• [Task instructions]
Quote the records in full and leave their pictures out.

• [Working data]
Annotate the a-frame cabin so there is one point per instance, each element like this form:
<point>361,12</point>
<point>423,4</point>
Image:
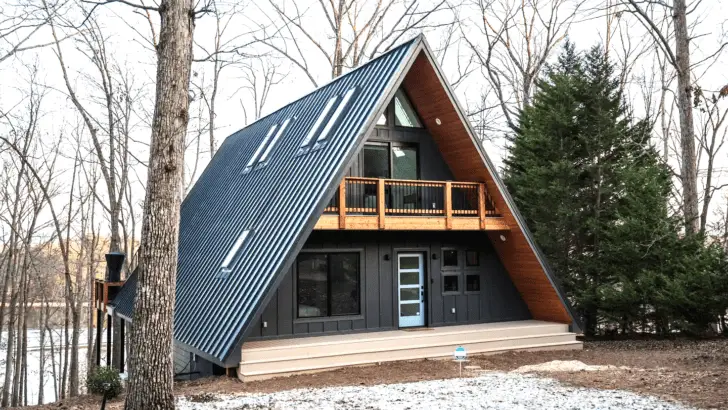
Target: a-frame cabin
<point>321,234</point>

• [Exercise result]
Annotate the a-frame cabin so there is one point per instance, each element like this form:
<point>361,12</point>
<point>423,4</point>
Image:
Target: a-frame cabin
<point>321,234</point>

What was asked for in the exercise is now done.